• **Task brief**: Can you write out the listing below again, switching every "metal railing" to "steel railing" and leaving all else as it is?

• **Input data**:
— BEGIN —
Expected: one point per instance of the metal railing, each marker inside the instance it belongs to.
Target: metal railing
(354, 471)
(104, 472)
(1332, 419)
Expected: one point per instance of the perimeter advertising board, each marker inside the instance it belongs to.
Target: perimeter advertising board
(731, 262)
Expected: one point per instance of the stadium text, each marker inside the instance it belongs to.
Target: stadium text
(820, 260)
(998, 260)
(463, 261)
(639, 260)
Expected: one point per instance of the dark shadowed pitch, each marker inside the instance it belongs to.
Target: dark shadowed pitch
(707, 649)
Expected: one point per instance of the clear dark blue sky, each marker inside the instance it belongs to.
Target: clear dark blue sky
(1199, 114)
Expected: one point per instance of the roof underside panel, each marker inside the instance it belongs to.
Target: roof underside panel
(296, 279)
— END —
• **Task response**:
Expected: one point per instance of the steel railing, each marker inside the instance it belongs to.
Target: steel railing
(354, 471)
(104, 472)
(1332, 419)
Expected: one point per instance of the perimeter advertising board, each marker inside the instance it belongs to.
Target: perimeter advertising board
(731, 262)
Expected: one point per instance of the stadium text, each marker inside the instance it belongs to.
Target: stadium text
(820, 260)
(998, 260)
(463, 261)
(639, 260)
Expected: one point per instance of the dark shadowed pitch, each marker inside the instance it belongs to.
Target: dark shadowed pitch
(707, 649)
Expected: one point per instance of the clear dark blue sky, each marker inside the instance it belongs to.
Target: clear dark blue sky
(1199, 114)
Expected: one point per instance of the roof underside panel, each marker inside the instance it belongs to.
Target: roof underside panel
(296, 279)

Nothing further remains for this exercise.